## [EXERCISE DETAILS]
Print out every entry, keeping each line identical to the original.

(Excerpts from a dataset)

□ □ □ □ □ □ □

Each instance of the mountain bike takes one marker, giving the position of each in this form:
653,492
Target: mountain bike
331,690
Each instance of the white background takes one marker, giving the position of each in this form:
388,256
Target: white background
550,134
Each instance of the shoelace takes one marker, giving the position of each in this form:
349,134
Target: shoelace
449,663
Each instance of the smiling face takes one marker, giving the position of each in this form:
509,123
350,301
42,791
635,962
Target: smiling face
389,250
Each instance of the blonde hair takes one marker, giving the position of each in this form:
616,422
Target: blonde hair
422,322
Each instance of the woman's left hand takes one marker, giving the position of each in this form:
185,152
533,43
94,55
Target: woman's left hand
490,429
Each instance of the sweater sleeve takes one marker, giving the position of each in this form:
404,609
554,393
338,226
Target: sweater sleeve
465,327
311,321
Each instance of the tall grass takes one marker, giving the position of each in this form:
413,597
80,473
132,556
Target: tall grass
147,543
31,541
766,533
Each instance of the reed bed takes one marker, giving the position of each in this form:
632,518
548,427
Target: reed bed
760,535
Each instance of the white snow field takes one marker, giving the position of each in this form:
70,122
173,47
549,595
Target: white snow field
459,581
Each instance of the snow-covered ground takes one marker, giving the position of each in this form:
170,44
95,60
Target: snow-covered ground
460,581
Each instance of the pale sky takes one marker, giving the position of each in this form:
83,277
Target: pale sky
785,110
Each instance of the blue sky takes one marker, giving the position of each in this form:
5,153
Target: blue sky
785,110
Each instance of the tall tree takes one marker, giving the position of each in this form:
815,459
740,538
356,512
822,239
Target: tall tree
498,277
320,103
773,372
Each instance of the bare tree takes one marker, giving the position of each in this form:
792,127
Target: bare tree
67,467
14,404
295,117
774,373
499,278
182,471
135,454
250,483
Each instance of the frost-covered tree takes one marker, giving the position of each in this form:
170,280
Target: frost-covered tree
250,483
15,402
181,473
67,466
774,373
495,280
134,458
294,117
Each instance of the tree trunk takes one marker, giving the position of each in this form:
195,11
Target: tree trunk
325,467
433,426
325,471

□ □ □ □ □ □ □

## [SOLVED PROBLEM]
Each instance of the mountain bike takes one marker, giving the position of each in this form:
653,492
Target: mountain bike
331,690
Each instance of the white background takes one marker, giving the position of each in this form:
388,256
Target: white background
550,134
Each instance of the shoelace takes one marker, giving the position of each in this form:
349,134
Target: shoelace
449,663
Each instance of the smiling face takes one marker, giving the position of each in this form:
509,123
350,301
42,791
635,962
Target: smiling face
389,250
Each instance of the blonde hair takes one marker, giving the position of each in this form:
616,422
Target: blonde hair
422,322
Each instance of the woman's left hand takes one marker, giving the position of each in this form:
185,152
533,43
94,55
Target: woman's left hand
490,429
Each instance of the sweater sleeve takes one marker, giving the position of each in this form:
404,609
554,393
338,226
Target: sweater sleeve
465,327
311,321
Each instance of the tall grass takes one marker, giving the position of each in this form:
413,597
80,473
132,556
Target: tall grass
147,543
31,541
766,533
Each instance of the reed bed takes one marker, giving the position of each in this form:
632,518
548,427
Target: reed bed
760,535
Each instance of the white snow field takes one marker, giving the position of each in this form:
70,122
173,47
549,595
Target: white snow field
459,581
Each instance of the snow-covered ground takes one marker, giving the position of each in this form:
170,44
95,60
Target: snow-covered ground
460,581
Each instance of the pale sky takes one marker, giving the position of each in this form:
83,277
Target: pale sky
785,110
Each instance of the blue sky takes one marker, giving the position of each in this form:
5,153
Target: blue sky
785,110
Each instance of the tall tree takes one marker, giving the position of each in this form:
815,459
740,538
356,512
822,239
Target: tall tree
498,277
320,103
773,372
Each instance of the bare tree takes one marker, giving the position of each in this form:
792,127
Target: bare tree
67,467
14,404
295,117
774,373
499,278
182,471
135,454
250,483
Each instance of the frost-covered tree takes one marker, giving the position of each in this form:
170,280
Target: frost-covered tree
250,483
15,402
181,473
67,466
774,373
495,280
134,458
294,117
Each instance of the tree trunk takes one marker, giving the position of each in this form:
195,11
Target: tree trunk
325,467
433,426
325,471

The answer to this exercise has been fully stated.